▶ _文档片段_
════════════════
一、介绍kudu
kudu的定位是实时数据仓库,kudu功能上有交集的有两个数据库:ODPS、hbase。
ODPS定位是数据仓库,kudu作为实时数据仓库后起之秀,因为结合spark等大数据处理工具比起ODPS优势明显:
1. 操作灵活,我们可以使用spark + kudu快速进行数据统计分析,比起ODPS灵活很多。
2. 速度快,我自己的感觉使用kudu拉取数据流很快,所以kudu定位是实时数仓。
3. 数据库设计可以指定字段类型,比起hbase的rowkey更灵活。
4. kudu的查询比hbase优秀很多,虽然都是scan,但是kudu的主键是多个字段拼起来的,在过滤筛选上比hbase强上很多。
二、创建kudu表
CREATE TABLE dbName.tableName
(
name string NOT NULL,
timestamp BIGINT NOT NULL,
dt string NOT NULL,
label DOUBLE NOT NULL,
PRIMARY KEY (name, timestamp, dt)
) using kudu PARTITION BY HASH (timestamp) PARTITIONS 2,
range (dt) (
PARTITION "20181018" <= VALUES < "20181019" ,
PARTITION "20181019" <= VALUES < "20181020" ,
PARTITION "20181020" <= VALUES < "20181021" ,
PARTITION "20181021" <= VALUES < "20181022" ,
PARTITION "20181022" <= VALUES < "20181023" ,
PARTITION "20181023" <= VALUES < "20181024"
)
kudu支持分区表,并且在分区表基础上允许再次分表,这样适用于数据量非常大的场景。
三、kudu查询样例
import com.google.common.collect.Lists;
import org.apache.kudu.client.*;
import org.slf4j.Logger;
import org.slf4j.LoggerFactory;
import java.util.List;
/**
* kudu表操作
*
* @author xuanchi.lyf
*/
public class KuduDao {
private static final Logger logger = LoggerFactory.getLogger(KuduDao.class);
private static final String KUDU_MASTER_ADDRESS = "master-address-cluster";
private static KuduClient client = new KuduClient.KuduClientBuilder(
KUDU_MASTER_ADDRESS).build();
private static void insert() {
KuduSession session = null;
int size = 10;
try {
KuduTable table = client.openTable("dbName.tableName");
session = client.newSession();
session.setFlushMode(SessionConfiguration.FlushMode.MANUAL_FLUSH);
session.setMutationBufferSpace(size);
for (int i = 0; i < size; i++) {
Insert insert = table.newInsert();
insert.getRow().addString("name", "name" + i);
insert.getRow().addLong("timestamp", System.currentTimeMillis());
insert.getRow().addDouble("label", i);
insert.getRow().addString("dt", "20181010");
session.apply(insert);
}
session.flush();
RowErrorsAndOverflowStatus status = session.getPendingErrors();
if (status.isOverflowed()) {
logger.error("操作kudu溢出");
}
for (RowError rowError : status.getRowErrors()) {
String errorMessage = String.format(
"Kudu output error '%s' during operation '%s' at tablet server '%s'",
rowError.getErrorStatus(), rowError.getOperation(), rowError.getTsUUID());
logger.error(errorMessage);
}
System.out.println(session.countPendingErrors());
} catch (Exception e) {
logger.info(e.getMessage(), e);
} finally {
if (session != null) {
try {
session.close();
} catch (KuduException e) {
logger.error(e.getMessage(), e);
}
}
}
logger.info("插入结束");
}
private static void query() {
KuduScanner scanner = null;
try {
KuduTable table = client.openTable("dbName.tableName");
List projectColumns = Lists.newArrayList("name", "timestamp", "label", "dt");
scanner = client.newScannerBuilder(table).setProjectedColumnNames(projectColumns)
════════════════
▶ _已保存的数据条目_
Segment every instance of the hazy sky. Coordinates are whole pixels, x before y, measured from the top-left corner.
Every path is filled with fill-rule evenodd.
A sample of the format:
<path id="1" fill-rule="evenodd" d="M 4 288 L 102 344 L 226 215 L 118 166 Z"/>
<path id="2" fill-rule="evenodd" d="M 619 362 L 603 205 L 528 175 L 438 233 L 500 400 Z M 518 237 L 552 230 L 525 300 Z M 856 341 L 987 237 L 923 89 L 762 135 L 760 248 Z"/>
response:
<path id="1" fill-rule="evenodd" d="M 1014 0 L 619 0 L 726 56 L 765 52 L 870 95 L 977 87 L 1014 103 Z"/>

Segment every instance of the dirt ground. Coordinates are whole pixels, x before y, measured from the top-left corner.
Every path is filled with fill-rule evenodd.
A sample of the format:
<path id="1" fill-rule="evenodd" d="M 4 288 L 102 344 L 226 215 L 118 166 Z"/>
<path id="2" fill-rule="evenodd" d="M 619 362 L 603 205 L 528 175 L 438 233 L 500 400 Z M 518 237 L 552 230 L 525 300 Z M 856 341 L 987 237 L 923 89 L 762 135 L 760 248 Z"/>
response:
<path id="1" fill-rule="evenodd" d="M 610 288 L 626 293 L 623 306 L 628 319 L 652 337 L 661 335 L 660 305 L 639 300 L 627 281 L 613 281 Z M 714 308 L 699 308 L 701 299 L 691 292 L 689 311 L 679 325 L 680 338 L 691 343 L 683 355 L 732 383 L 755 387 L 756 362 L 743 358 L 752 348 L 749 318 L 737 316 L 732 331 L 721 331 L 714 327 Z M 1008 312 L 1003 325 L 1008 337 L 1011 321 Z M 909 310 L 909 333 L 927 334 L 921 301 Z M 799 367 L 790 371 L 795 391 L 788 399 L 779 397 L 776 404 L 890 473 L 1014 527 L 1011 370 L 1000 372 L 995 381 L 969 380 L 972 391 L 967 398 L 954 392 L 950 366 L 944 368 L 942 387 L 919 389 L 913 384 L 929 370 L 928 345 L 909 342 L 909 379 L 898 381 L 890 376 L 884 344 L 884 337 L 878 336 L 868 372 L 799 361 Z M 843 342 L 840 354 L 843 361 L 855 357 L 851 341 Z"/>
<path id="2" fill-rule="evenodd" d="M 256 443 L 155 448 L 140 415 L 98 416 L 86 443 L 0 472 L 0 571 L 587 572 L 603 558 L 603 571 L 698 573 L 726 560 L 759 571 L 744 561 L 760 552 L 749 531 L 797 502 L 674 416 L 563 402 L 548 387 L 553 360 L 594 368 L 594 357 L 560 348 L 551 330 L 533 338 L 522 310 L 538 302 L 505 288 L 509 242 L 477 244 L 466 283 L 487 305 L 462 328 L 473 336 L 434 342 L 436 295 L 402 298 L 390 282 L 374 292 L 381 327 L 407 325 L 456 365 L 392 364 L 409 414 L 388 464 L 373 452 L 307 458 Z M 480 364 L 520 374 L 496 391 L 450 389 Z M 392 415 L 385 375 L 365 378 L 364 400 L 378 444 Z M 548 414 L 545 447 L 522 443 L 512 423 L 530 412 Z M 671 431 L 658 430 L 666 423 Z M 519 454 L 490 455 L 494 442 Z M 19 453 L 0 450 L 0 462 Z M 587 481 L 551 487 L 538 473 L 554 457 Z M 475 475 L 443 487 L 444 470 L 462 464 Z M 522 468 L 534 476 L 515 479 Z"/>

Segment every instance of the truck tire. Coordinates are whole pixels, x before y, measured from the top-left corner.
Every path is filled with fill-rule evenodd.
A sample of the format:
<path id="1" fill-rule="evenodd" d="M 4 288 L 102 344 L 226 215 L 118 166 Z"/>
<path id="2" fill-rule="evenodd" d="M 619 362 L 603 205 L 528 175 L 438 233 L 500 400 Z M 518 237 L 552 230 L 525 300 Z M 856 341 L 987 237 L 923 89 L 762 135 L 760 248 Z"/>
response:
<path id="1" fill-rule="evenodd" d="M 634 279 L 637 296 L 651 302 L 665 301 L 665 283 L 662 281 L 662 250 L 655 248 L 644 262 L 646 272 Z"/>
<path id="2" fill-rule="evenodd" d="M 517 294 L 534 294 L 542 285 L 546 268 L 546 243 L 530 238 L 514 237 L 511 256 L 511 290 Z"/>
════════════════
▶ _待办任务_
1) kudu介绍文章的建表语句定义了哪些字段?各字段是什么类型?
2) 请从kudu介绍文章中断的地方往下续写。

▶ _各题结果_
1)
name:string
timestamp:BIGINT
dt:string
label:DOUBLE

2)
.limit(1000).build();
while (scanner.hasMoreRows()) {
RowResultIterator results = scanner.nextRows();
while (results.hasNext()) {
RowResult result = results.next();
String name = result.getString("name");
System.out.println(name);
}
}
} catch (KuduException e) {
logger.info(e.getMessage(), e);
} finally {
if (scanner != null) {
try {
scanner.close();
} catch (KuduException e) {
logger.info(e.getMessage(), e);
}
}
}
}
private static void close() {
try {
client.close();
} catch (KuduException e) {
logger.info(e.getMessage(), e);
}
}
public static void main(String[] args) {
insert();
query();
close();
}
}
1. kudu的写入性能和hbase差不多,都是适合大量写入的场景,在我们的集群上每秒写入5W没压力。
2. 分区表信息,也就是schame信息是存放在KuduTable,所以该对象需要注意不能持久化存放,需要不断的刷新。
四、查询
KuduTable table = kuduClient.openTable(TABLE);
Schema schema = table.getSchema();
KuduPredicate dtFilter = KuduPredicate.newComparisonPredicate(schema.getColumn("dt"),
KuduPredicate.ComparisonOp.EQUAL, dt);
KuduPredicate appNameFilter = KuduPredicate.newComparisonPredicate(
schema.getColumn("name"), KuduPredicate.ComparisonOp.EQUAL, name);
KuduPredicate timestampFilter1 = KuduPredicate.newComparisonPredicate(
schema.getColumn("timestamp"), KuduPredicate.ComparisonOp.GREATER_EQUAL,
startTimestamp);
KuduPredicate timestampFilter2 = KuduPredicate.newComparisonPredicate(
schema.getColumn("timestamp"), KuduPredicate.ComparisonOp.LESS_EQUAL, endTimestamp);
scanner = kuduClient.newScannerBuilder(table).addPredicate(dtFilter)
.addPredicate(appNameFilter).addPredicate(timestampFilter1)
.addPredicate(timestampFilter2).build();
while (scanner.hasMoreRows()) {
RowResultIterator results = scanner.nextRows();
while (results.hasNext()) {
RowResult result = results.next();
String name = result.getString("name");
...
...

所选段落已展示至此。